**Ejercicio A:**
En las entradas, cambia "gray wall" por "beige wall" y copia de nuevo las líneas desde la que contiene "Pinpoint every door glass" hasta el final de las entradas, con todo lo demás intacto.

“Introducción a los estudios literarios” por Rafael Lapesa (Editorial Cátedra, Madrid, 1998) (fragmentos)
IV. El lenguaje literario
La expresión literaria y la familiar
El lenguaje de que se vale la literatura no difiere en lo esencial del que empleamos corrientemente. Son raros los casos en que una lengua -como el latín-, habiendo desaparecido del habla ordinaria, ha pervivido como instrumento de exposición culta. Por lo general, literatura y habla usan una misma lengua, con idénticos sonidos y procedimientos gramaticales.
Y si embargo, es evidente que existe una separación, una diferencia de nivel. Al escribir, hay siempre un afán de superación que hace evitar voces, giros o frases empleados sin escrúpulo en el coloquio llano; en éste, a su vez, parecerían demasiado elevadas muchas formas de expresión corrientes en la literatura.
La divergencia comienza desde el momento en que la literatura adquiere desarrollo y prestigio suficientes para imponer un gusto selecto a su lenguaje. Pero la distancia no es siempre igual ni progresivamente mayor: hay acercamientos y divorcios. En unas épocas el influjo literario eleva el tono de la expresión media; en otras, sin variar apenas la lengua literaria, el habla usual se emplebeyece y transforma rápidamente, como sucedió con el latín vulgar. Puede ocurrir que el alejamiento sea obra de literatos ansiosos de eludir la trivialidad creándose un lenguaje artístico independiente -en lo posible- y depurado; pero tampoco faltan momentos en que los escritores, por deseo de realismo, acogen, dignificándolas, voces y fraseología populares.
El lenguaje literario amplía y enriquece el léxico y afina los matices significativos con una incesante labor creadora; elige entre unas formas expresivas y otras, con lo que contribuye a la fijación del idioma; y sirve de freno a las tendencias que precipitan la evolución lingüística: así las transformaciones sufridas por el latín vulgar y las lenguas romances en los duros tiempos de las invasiones bárbaras y la primera Edad Media contrastan con la menor rapidez que se observa en los cambios desde que Alfonso X fija el tipo del “castellano drecho”, y sobre todo, con la notable estabilidad lingüística perceptible desde el siglo XVII, cuando la tradición literaria es más poderosa. La literatura conserva usos que el habla habría olvidado por completo: recuérdense, ambos, sendos, cuyo, los tiempos cantare, hubiere cantado, las infinitas palabras y locuciones que, normales en la escritura, nos sorprenderían en la conversación, como en vano, tornar, a buen seguro, morar, señero, etc.

**Entradas de la tarea:**
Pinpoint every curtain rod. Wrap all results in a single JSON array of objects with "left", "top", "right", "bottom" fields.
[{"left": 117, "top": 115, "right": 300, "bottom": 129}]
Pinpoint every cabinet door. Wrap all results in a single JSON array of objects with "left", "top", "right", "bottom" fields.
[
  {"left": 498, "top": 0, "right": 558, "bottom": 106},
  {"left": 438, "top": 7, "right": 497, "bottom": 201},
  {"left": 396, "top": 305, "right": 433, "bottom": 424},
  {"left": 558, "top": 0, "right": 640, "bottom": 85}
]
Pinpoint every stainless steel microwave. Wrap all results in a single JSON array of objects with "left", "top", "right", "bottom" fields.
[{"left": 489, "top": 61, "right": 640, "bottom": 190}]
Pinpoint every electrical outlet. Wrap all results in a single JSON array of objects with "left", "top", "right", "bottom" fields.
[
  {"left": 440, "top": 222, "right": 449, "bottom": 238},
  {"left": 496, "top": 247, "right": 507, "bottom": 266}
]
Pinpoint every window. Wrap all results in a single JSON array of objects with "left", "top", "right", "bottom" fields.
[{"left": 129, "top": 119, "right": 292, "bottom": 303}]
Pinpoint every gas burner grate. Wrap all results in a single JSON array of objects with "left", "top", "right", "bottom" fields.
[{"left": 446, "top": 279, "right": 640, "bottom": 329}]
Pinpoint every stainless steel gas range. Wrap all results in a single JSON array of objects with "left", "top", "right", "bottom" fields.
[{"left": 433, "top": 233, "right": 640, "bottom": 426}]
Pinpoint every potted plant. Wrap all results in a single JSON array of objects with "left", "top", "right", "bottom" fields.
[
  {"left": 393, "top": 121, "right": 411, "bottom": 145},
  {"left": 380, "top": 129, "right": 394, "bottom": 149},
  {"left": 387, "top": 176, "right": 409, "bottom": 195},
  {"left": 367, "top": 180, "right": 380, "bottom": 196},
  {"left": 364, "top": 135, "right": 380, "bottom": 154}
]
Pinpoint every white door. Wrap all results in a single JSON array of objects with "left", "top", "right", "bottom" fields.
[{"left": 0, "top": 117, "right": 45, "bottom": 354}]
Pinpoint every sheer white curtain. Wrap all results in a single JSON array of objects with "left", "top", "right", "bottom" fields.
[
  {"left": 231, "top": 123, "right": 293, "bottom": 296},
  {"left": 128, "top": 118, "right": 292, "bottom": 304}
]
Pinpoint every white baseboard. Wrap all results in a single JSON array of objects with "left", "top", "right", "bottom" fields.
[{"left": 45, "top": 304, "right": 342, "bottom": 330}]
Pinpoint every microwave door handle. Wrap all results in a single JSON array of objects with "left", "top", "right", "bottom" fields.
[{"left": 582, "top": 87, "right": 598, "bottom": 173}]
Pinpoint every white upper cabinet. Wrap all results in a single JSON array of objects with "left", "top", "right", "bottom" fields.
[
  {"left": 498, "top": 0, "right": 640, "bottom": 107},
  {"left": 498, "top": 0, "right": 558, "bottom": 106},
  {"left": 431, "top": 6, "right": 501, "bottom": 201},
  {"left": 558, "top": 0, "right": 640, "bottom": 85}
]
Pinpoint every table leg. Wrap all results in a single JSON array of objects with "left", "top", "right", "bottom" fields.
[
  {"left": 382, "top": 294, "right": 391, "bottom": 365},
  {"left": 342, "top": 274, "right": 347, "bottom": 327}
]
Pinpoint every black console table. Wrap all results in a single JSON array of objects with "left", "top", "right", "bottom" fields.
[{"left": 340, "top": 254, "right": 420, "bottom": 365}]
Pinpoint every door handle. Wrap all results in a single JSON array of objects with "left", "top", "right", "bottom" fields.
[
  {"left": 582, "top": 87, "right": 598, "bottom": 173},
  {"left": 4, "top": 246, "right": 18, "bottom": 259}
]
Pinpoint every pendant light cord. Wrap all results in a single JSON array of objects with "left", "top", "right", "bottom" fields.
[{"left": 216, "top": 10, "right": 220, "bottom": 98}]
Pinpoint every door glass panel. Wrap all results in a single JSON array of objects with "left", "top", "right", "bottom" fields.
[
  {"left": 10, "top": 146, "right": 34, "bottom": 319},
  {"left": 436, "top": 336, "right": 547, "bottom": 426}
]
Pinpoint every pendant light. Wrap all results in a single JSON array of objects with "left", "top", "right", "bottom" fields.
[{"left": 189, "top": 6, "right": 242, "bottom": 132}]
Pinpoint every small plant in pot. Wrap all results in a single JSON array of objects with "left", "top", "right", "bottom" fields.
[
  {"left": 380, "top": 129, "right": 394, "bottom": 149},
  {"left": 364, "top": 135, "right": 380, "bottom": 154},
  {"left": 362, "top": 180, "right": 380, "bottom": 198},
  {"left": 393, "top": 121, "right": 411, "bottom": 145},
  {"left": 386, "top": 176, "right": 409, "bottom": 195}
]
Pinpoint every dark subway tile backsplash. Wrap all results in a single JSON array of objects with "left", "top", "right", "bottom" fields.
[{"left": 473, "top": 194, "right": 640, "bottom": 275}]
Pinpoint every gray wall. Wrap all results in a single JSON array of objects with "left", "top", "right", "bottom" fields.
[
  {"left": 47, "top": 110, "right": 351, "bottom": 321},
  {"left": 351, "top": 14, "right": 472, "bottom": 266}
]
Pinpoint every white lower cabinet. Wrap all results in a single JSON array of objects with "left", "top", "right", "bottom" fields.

**Ejercicio B:**
Retoma el fragmento sobre el lenguaje literario y prosíguelo a partir de su última oración.

**Resultado de la tarea A:**
Pinpoint every door glass panel. Wrap all results in a single JSON array of objects with "left", "top", "right", "bottom" fields.
[
  {"left": 10, "top": 146, "right": 34, "bottom": 319},
  {"left": 436, "top": 336, "right": 547, "bottom": 426}
]
Pinpoint every pendant light. Wrap all results in a single JSON array of objects with "left", "top", "right", "bottom" fields.
[{"left": 189, "top": 6, "right": 242, "bottom": 132}]
Pinpoint every small plant in pot. Wrap all results in a single JSON array of objects with "left", "top", "right", "bottom" fields.
[
  {"left": 380, "top": 129, "right": 394, "bottom": 149},
  {"left": 364, "top": 135, "right": 380, "bottom": 154},
  {"left": 362, "top": 180, "right": 380, "bottom": 198},
  {"left": 393, "top": 121, "right": 411, "bottom": 145},
  {"left": 386, "top": 176, "right": 409, "bottom": 195}
]
Pinpoint every dark subway tile backsplash. Wrap all results in a single JSON array of objects with "left", "top", "right", "bottom" fields.
[{"left": 473, "top": 194, "right": 640, "bottom": 275}]
Pinpoint every beige wall. Wrap all results in a single JSON array of objects with "left", "top", "right", "bottom" fields.
[
  {"left": 47, "top": 110, "right": 351, "bottom": 321},
  {"left": 351, "top": 14, "right": 472, "bottom": 266}
]
Pinpoint every white lower cabinet. Wrap all results in a single JSON array of objects with "left", "top", "right", "bottom" fields.

**Resultado de la tarea B:**
Cualidades del lenguaje literario
Aunque sean cualidades deseables en toda expresión verbal, el lenguaje literario necesita especialmente poseer claridad, propiedad, vigor expresivo, decoro, corrección, armonía, abundancia y pureza.
La claridad consiste en que la idea se exponga de manera que evite interpretaciones erróneas y sólo dé a entender lo que el autor quiere decir. Contra la claridad peca la ambigüedad o anfibología, vicio de las expresiones que ofrecen duplicidad de sentido; es anfibológica la frase quienes pretendían gobernar la nación sólo deseaban su bienestar, pues no sabemos si se trata del bienestar de la nación o del particular de los que aspiraban a gobernarla. Cuando la anfibología se produce intencionadamente, jugando con dos sentidos de una misma palabra o con dos palabras de forma idéntica, se llama equívoco: en el Buscón de Quevedo, el pícaro don Pablos cuenta así cómo su padre, castigado por ladrón, había recibido doscientos azotes:
“Por estas y otras niñerías estuvo preso; aunque según a mí me han dicho después, salió de la cárcel con tanta honra, que le acompañaron doscientos cardenales, sino que a ninguno llamaban eminencia.”
También se ha entendido por claridad la facilidad que ofrecen las expresiones para ser comprendidas sin esfuerzo. Pero el grado en que se requiere tal facilidad ha sido siempre muy discutido. Desde luego, no puede entrar en cuenta el juicio de los ignorantes, que considerarán oscuro todo aquello que no conocen. Aún en ambientes cultos, no parece justo que la superior capacidad creadora del artista haya de estar supeditada a la inercia de los demás.
La propiedad se da cuando las palabras usadas son las que justamente convienen a lo que se pretende expresar. No bastan aproximaciones vagas; hace falta el término exacto. Las palabras no son intercambiables, pues no hay verdaderos sinónimos; aún aquellas que están más próximas en cuanto al concepto, ofrecen diferencia de matiz afectivo: anciano y viejo coinciden en aplicarse a las personas de mucha edad, pero en anciano el significado fundamental va acompañado de un tinte de veneración que no existe en viejo.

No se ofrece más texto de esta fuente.